What you print must match the data line for line.
Exercise materials section start
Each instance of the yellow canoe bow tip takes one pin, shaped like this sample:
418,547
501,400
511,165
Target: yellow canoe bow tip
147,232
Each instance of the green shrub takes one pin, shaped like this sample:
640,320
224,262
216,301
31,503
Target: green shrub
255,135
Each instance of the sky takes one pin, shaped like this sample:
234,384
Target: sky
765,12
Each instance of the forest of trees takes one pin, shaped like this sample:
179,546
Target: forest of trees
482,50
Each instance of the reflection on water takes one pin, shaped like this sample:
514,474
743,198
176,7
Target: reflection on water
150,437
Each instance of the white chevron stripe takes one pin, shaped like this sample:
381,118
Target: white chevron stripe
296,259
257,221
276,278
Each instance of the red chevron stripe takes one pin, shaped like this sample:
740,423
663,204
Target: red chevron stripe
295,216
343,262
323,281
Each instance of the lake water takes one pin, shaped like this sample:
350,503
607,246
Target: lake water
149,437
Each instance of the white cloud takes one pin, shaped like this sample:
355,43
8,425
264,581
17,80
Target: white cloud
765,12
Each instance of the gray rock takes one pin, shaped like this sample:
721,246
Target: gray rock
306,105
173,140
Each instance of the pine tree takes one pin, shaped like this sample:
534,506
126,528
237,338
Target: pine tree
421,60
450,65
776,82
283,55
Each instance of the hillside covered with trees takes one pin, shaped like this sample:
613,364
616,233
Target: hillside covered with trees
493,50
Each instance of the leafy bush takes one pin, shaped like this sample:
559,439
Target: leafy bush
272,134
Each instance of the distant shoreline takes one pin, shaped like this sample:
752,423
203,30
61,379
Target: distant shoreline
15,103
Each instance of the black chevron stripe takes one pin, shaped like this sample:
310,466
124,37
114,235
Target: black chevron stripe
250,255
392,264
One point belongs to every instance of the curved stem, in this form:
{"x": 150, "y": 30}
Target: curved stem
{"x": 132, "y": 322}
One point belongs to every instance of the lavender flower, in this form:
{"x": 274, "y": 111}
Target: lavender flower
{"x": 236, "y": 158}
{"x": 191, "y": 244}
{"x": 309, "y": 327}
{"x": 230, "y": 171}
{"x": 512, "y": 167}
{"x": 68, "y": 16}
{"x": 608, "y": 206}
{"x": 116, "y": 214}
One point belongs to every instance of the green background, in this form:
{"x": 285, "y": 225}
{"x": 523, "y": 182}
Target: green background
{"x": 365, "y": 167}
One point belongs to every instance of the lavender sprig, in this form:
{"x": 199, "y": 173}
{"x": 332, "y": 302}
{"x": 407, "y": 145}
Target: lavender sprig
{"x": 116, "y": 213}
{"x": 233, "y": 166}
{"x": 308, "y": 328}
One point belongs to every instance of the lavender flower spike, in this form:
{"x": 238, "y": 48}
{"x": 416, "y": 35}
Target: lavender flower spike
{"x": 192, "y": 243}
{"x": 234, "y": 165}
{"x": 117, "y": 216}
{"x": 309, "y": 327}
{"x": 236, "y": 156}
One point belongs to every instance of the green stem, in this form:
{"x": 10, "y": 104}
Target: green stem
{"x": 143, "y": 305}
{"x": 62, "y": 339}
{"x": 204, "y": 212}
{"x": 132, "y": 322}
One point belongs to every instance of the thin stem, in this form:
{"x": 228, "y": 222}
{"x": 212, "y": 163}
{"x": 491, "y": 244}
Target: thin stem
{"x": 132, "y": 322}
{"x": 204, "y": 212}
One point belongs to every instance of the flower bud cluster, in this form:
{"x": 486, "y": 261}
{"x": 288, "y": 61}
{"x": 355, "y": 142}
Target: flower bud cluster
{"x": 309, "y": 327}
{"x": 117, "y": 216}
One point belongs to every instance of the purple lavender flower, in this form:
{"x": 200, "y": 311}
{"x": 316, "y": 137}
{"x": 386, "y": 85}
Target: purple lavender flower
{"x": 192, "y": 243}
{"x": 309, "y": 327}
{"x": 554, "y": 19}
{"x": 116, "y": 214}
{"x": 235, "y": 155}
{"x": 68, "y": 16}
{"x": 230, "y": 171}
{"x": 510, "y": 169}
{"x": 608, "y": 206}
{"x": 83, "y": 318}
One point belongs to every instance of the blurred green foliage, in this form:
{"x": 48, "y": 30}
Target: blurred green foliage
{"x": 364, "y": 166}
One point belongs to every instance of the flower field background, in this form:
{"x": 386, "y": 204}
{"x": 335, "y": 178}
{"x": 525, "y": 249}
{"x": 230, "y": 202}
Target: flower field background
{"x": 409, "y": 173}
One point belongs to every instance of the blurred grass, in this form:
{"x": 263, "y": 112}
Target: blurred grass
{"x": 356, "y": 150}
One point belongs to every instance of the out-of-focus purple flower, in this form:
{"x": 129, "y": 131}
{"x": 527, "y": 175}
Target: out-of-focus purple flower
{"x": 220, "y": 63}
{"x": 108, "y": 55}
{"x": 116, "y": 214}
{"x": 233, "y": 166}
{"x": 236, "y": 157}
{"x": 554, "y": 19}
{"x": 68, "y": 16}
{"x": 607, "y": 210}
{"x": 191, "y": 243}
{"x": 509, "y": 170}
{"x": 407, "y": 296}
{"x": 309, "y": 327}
Exercise materials section end
» Answer:
Each instance of the yellow canoe bow tip takes one pin, shaped like this sample:
418,547
501,400
511,165
Target: yellow canoe bow tip
147,232
Each instance of the green shrub takes one pin, shaped like this sample:
640,320
224,262
216,301
31,503
Target: green shrub
255,135
Each instance of the sky takes one pin, shaped like this sample:
234,384
Target: sky
765,12
Each instance of the forest of trees takes one pin, shaped like this sample:
179,546
Target: forest of trees
482,50
Each instance of the reflection on water takes one pin, shaped like this sample:
514,474
743,198
176,7
Target: reflection on water
150,437
Each instance of the white chevron stripe takes one pin, shaped like this sample:
381,118
Target: white chevron stripe
296,259
257,221
276,278
Each instance of the red chevron stripe takes one pin, shaped like this sample:
740,423
663,204
Target: red chevron stripe
295,216
343,262
323,281
Each instance of the lake water takes one pin, shaped like this sample:
350,503
607,246
Target: lake water
149,437
Each instance of the white cloud takes one pin, shaped like this sample:
355,43
8,425
264,581
17,80
Target: white cloud
765,12
Each instance of the gray rock takes one pin, shaped like this sample:
721,246
Target: gray rock
306,105
173,140
Each instance of the pine tree takes one pin, shaped like this sample:
534,506
126,528
237,338
Target: pine tree
421,60
450,65
776,82
283,55
Each instance of the hillside covered with trees takes one pin, shaped like this sample:
613,364
616,233
Target: hillside covered with trees
493,50
Each instance of the leafy bush takes one pin, shaped like this sample:
559,439
Target: leafy bush
272,134
Each instance of the distant shoreline takes one pin, shaped like this sample:
752,423
203,30
61,379
Target: distant shoreline
15,103
Each instance of the black chevron stripe takes one pin, shaped like this sample:
310,466
124,37
114,235
Target: black chevron stripe
250,255
392,264
One point belongs to every instance of the curved stem, in this form:
{"x": 150, "y": 30}
Target: curved stem
{"x": 132, "y": 322}
One point belongs to every instance of the lavender flower, in this form:
{"x": 274, "y": 111}
Target: lavender flower
{"x": 236, "y": 158}
{"x": 191, "y": 244}
{"x": 309, "y": 327}
{"x": 230, "y": 171}
{"x": 512, "y": 167}
{"x": 68, "y": 16}
{"x": 608, "y": 206}
{"x": 116, "y": 214}
One point belongs to every instance of the green background, in this form:
{"x": 285, "y": 225}
{"x": 523, "y": 182}
Target: green background
{"x": 365, "y": 167}
One point belongs to every instance of the lavender sprig, in this form:
{"x": 199, "y": 173}
{"x": 332, "y": 302}
{"x": 407, "y": 145}
Target: lavender sprig
{"x": 116, "y": 213}
{"x": 233, "y": 166}
{"x": 308, "y": 328}
One point belongs to every instance of the lavender flower spike, in this form:
{"x": 238, "y": 48}
{"x": 416, "y": 35}
Target: lavender flower spike
{"x": 192, "y": 243}
{"x": 234, "y": 165}
{"x": 117, "y": 216}
{"x": 309, "y": 327}
{"x": 236, "y": 156}
One point belongs to every instance of the green stem, in this form:
{"x": 10, "y": 104}
Target: green stem
{"x": 143, "y": 305}
{"x": 62, "y": 339}
{"x": 204, "y": 212}
{"x": 132, "y": 322}
One point belongs to every instance of the thin stem, in this form:
{"x": 228, "y": 222}
{"x": 212, "y": 163}
{"x": 491, "y": 244}
Target: thin stem
{"x": 132, "y": 322}
{"x": 204, "y": 212}
One point belongs to every instance of the flower bud cluster, in this form:
{"x": 486, "y": 261}
{"x": 288, "y": 61}
{"x": 355, "y": 142}
Target: flower bud cluster
{"x": 309, "y": 327}
{"x": 117, "y": 216}
One point belongs to every instance of the purple lavender flower, in this form:
{"x": 200, "y": 311}
{"x": 316, "y": 137}
{"x": 386, "y": 85}
Target: purple lavender flower
{"x": 192, "y": 243}
{"x": 309, "y": 327}
{"x": 554, "y": 19}
{"x": 116, "y": 214}
{"x": 235, "y": 155}
{"x": 68, "y": 16}
{"x": 230, "y": 171}
{"x": 510, "y": 169}
{"x": 608, "y": 206}
{"x": 83, "y": 318}
One point belongs to every instance of the blurred green foliage, in this form:
{"x": 48, "y": 30}
Target: blurred green foliage
{"x": 364, "y": 166}
One point belongs to every instance of the flower field background, in this form:
{"x": 386, "y": 204}
{"x": 335, "y": 178}
{"x": 525, "y": 249}
{"x": 230, "y": 202}
Target: flower field background
{"x": 409, "y": 173}
One point belongs to every instance of the blurred grass, in this form:
{"x": 263, "y": 112}
Target: blurred grass
{"x": 356, "y": 150}
One point belongs to every instance of the out-of-focus purple flower, in this form:
{"x": 129, "y": 131}
{"x": 527, "y": 175}
Target: out-of-focus purple flower
{"x": 220, "y": 63}
{"x": 108, "y": 55}
{"x": 116, "y": 214}
{"x": 233, "y": 166}
{"x": 236, "y": 157}
{"x": 554, "y": 19}
{"x": 68, "y": 16}
{"x": 607, "y": 210}
{"x": 191, "y": 243}
{"x": 509, "y": 170}
{"x": 407, "y": 296}
{"x": 309, "y": 327}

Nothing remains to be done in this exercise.